*Vorliegender Text*:
Bei der Krisenbewältigung sei Europa auf einem guten Wege. "Die ökonomischen Daten zeigen, dass unsere Strategie der Krisenbewältigung Wirkung zeigt - eine Tatsache, die auch die Finanzmärkte bemerkt haben und durch sinkende Refinanzierungskosten für die Länder honorieren, die zuvor noch unter besonderem Druck der Märkte standen", ergänzte Schäuble.

Zypern im Überblick

Mit einem Bruttoinlandsprodukt (BIP) von 18 Milliarden Euro (2011) und 862.000 Einwohnern ist Zypern eine der kleinsten Volkswirtschaften der Eurozone. Fast 90 Prozent dieser Summe wird benötigt, um den aufgeblähten Bankensektor zu stabilisieren.

Seit 2012 steckt das Land in einer Rezession. Die Arbeitslosigkeit steigt sprunghaft: Von 7,9 Prozent 2011 auf voraussichtlich über 13 Prozent im laufenden Jahr.

Ende 2011 machte der gesamte Schuldenberg des Landes 71,1 Prozent des BIP aus - bis 2014 erwartet die EU-Kommission 97 Prozent.

"Das ist finanzieller Völkermord"

*Aufgaben*:
1. Wie hoch war die Arbeitslosenquote Zyperns im Jahr 2011 laut dem Text zur Zypernkrise?
2. Führen Sie den Text zur Zypernkrise im Anschluss an die Zwischenüberschrift „Das ist finanzieller Völkermord“ weiter.

*Bereitgestelltes Material*:

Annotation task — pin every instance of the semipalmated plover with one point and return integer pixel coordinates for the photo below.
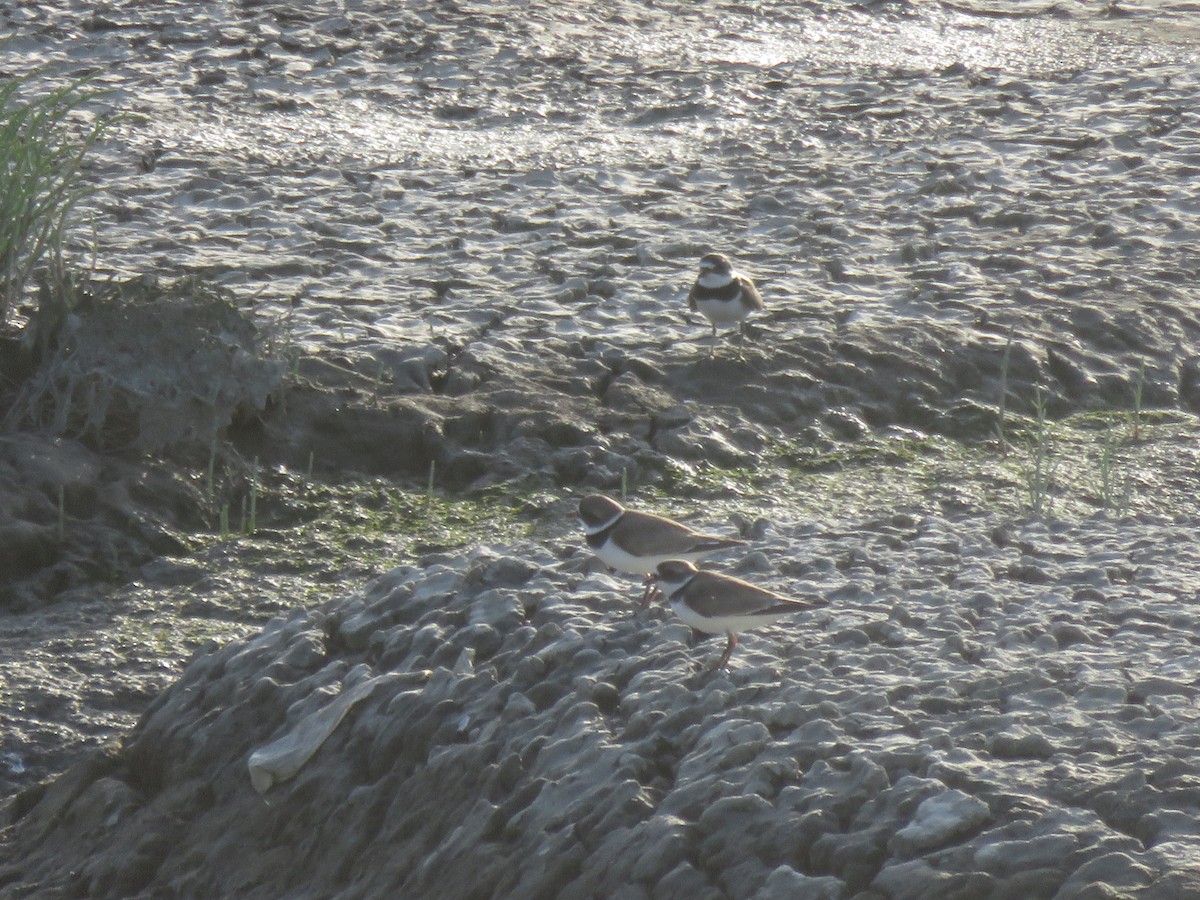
(723, 295)
(635, 543)
(714, 603)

*Ergebnisse*:
1. 7,9 Prozent.

2.
So spürt Spanien trotz der Turbulenzen um die Rettung Zyperns Rückenwind am Geldmarkt. Das Land teilte am Dienstag Geldmarktpapiere mit Laufzeiten von drei und neun Monaten im Volumen von vier Milliarden Euro zu. Dabei zahlte das Land weniger Rendite als bei den jüngsten vergleichbaren Auktionen: Für die Dreimonatspapiere wurde ein Zins von 0,285 Prozent fällig - der niedrigste seit Beginn der Euro-Krise. Zuletzt hatte Spanien noch 0,421 Prozent berappen müssen. Die Neunmonats-Schuldtitel rentierten mit 1,007 (zuletzt 1,144) Prozent.

Mit Entsetzen hat hingegen die zypriotische Wirtschaft auf das in Brüssel verhandelte Rettungspaket reagiert. "Wir fühlen uns wie während des Krieges", sagte der Präsident der Industrie- und Handelskammer von Limassol, Philokypros Andreou, der Tageszeitung "Die Welt". "Wir fühlen uns so wie 1974, als die Türken einmarschiert sind. Heute gibt es nur einen Unterschied: Die Waffen sind nicht mehr Gewehre, die gegen uns gerichtet sind, sondern Finanzinstrumente. Das ist für uns ein finanzieller Völkermord", sagte der Kammerpräsident, der einen großen Teil der zypriotischen Wirtschaft vertritt (mehr dazu...).

ESM-Chef warnt vor unkontrolliertem Bankrott

Der Chef des Euro-Rettungsfonds ESM, Klaus Regling, hat die zypriotische Regierung vor einem Aufweichen des Rettungspakets für das pleitebedrohte Land gewarnt. Er betonte, ein unkontrollierter Bankrott des Landes "würde zum gegenwärtigen Zeitpunkt den Euro insgesamt in Gefahr bringen". Regling zeigte sich zugleich zuversichtlich, die Talsohle der Eurokrise durchschritten zu haben.

Zypern Zwangsabgabe koennte entschaerft
Zypern Zwangsabgabe koennte entschaerft(c) APA

(APA/dpa)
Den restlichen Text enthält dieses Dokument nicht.